◆ **読む文章**
----
●アンジェス(株):2021/06/11 04:01
【医薬通信社】
新型コロナワクチンP1/2試験で国産初の免疫原性確認!!
森下竜一氏 (大阪大学大学院教授)に聞く(その3)
<アストラゼネカ製ワクチンと同等の有効率期待>
PMDAがワクチン承認条件の一つとして定めている大阪大学P1/2試験におけるAG0302の中和抗体陽転率は、2mg・4週間隔・2回投与で60%、2mg・2週間隔・3回投与で70%で、国産ワクチンで初の免疫原性が確認された。
中和抗体同陽転率に加え、森下氏は、「細胞性免疫で2倍以上活性化している。国内で承認されているアストラゼネカ製のワクチン(中和抗体陽転率70%)と同等の有効率が期待できるのではないか」との考えを示す。
また、過去の新型コロナウイルス感染から回復した人のデータをみると、細胞性免疫に関しては、重症症例では中和抗体を100%産出しているが、軽症や無症状では中和抗体が産出されていない人も多くいる。
だが、中和抗体が産出されていなくても感染後の細胞性免疫は獲得しており、「今回の我々のデータは、回復患者における血清の状態と類似しているので、AG0302には、十分に感染予防、発症予防効果があると考えられる」と期待を寄せる。
----
◆ **課題一覧**
a. ワクチン試験の記事のうち、「森下竜一氏 (大阪大学大学院教授)に聞く(その3)」から「考えられる」と期待を寄せる。」までをそのまま書き写してください。「考えられる」と期待を寄せる。」も含めます。
b. ワクチン試験の記事によると、国内で承認されているアストラゼネカ製ワクチンの中和抗体陽転率は何%ですか。
c. ワクチン試験の記事で「PMDAがワクチン承認条件」で始まる段落を、主な事実を残して箇条書きにまとめてください。
この後に続く行は、ワクチン試験の記事とは別の資料です。

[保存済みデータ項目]
----
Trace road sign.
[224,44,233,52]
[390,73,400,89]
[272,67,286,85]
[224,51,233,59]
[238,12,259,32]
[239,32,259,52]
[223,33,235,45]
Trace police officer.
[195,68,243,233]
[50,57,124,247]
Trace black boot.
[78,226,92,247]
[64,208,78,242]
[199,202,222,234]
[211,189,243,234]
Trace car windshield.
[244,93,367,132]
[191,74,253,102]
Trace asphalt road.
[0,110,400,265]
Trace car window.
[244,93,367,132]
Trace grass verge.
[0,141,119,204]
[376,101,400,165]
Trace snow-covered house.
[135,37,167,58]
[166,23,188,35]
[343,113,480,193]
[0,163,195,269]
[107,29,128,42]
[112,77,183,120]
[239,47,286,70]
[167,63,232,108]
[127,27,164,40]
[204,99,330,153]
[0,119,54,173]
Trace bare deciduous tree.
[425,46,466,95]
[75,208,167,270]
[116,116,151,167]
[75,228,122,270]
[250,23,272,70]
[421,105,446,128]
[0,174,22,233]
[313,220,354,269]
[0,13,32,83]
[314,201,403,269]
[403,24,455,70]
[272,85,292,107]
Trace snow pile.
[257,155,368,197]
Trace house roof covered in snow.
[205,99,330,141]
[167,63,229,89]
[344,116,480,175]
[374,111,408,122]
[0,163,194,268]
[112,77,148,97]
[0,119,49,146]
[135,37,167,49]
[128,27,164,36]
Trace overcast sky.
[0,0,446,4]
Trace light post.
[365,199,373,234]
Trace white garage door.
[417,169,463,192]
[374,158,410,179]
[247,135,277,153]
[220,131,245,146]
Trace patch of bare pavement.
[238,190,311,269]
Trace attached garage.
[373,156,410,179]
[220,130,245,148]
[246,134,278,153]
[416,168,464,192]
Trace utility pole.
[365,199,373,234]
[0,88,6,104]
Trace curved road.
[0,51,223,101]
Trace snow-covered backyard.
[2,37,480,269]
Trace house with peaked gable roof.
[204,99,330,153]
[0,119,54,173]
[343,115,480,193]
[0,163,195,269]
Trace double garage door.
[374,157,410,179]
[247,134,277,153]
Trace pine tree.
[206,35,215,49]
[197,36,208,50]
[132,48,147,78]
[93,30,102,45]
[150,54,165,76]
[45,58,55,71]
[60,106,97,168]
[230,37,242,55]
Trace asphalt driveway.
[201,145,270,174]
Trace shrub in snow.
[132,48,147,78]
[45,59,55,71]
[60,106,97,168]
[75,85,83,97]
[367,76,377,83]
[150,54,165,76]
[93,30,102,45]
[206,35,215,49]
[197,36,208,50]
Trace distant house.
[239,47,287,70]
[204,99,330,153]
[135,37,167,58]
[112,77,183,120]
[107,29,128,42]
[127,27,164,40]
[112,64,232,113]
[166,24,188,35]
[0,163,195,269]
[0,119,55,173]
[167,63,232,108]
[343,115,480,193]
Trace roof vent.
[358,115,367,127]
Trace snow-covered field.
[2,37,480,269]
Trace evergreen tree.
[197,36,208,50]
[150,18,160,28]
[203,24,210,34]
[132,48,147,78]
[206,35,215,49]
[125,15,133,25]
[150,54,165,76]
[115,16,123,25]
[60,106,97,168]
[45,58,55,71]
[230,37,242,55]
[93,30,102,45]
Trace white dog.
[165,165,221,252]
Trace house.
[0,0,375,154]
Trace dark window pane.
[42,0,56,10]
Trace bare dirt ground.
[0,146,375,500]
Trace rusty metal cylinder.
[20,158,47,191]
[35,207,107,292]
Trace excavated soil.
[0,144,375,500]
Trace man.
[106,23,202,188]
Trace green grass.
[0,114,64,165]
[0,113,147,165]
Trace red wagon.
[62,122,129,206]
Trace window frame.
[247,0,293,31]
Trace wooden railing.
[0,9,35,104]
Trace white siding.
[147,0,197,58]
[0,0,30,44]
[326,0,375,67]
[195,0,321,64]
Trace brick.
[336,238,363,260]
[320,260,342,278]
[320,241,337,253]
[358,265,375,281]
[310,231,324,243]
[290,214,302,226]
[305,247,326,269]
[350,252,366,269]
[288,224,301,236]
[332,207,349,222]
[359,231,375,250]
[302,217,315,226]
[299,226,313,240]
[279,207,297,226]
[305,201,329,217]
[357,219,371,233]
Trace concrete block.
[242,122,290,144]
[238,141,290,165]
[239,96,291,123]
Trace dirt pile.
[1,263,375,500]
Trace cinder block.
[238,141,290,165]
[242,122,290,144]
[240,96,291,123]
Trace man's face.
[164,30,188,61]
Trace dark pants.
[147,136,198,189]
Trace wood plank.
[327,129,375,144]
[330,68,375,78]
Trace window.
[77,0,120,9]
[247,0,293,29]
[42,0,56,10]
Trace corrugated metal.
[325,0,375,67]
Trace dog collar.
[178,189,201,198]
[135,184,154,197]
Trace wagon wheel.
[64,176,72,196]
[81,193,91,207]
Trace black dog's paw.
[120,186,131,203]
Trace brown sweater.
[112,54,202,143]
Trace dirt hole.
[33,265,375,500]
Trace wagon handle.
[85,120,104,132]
----
◆ **解答**
a.
森下竜一氏 (大阪大学大学院教授)に聞く(その3)
<アストラゼネカ製ワクチンと同等の有効率期待>
PMDAがワクチン承認条件の一つとして定めている大阪大学P1/2試験におけるAG0302の中和抗体陽転率は、2mg・4週間隔・2回投与で60%、2mg・2週間隔・3回投与で70%で、国産ワクチンで初の免疫原性が確認された。
中和抗体同陽転率に加え、森下氏は、「細胞性免疫で2倍以上活性化している。国内で承認されているアストラゼネカ製のワクチン(中和抗体陽転率70%)と同等の有効率が期待できるのではないか」との考えを示す。
また、過去の新型コロナウイルス感染から回復した人のデータをみると、細胞性免疫に関しては、重症症例では中和抗体を100%産出しているが、軽症や無症状では中和抗体が産出されていない人も多くいる。
だが、中和抗体が産出されていなくても感染後の細胞性免疫は獲得しており、「今回の我々のデータは、回復患者における血清の状態と類似しているので、AG0302には、十分に感染予防、発症予防効果があると考えられる」と期待を寄せる。

b. 70%です。

c.
- 試験：大阪大学のP1/2試験（PMDAがワクチン承認条件の一つとして定めている）
- 対象：AG0302
- 中和抗体陽転率：2mg・4週間隔・2回投与で60%、2mg・2週間隔・3回投与で70%
- 国産ワクチンで初めて免疫原性が確認された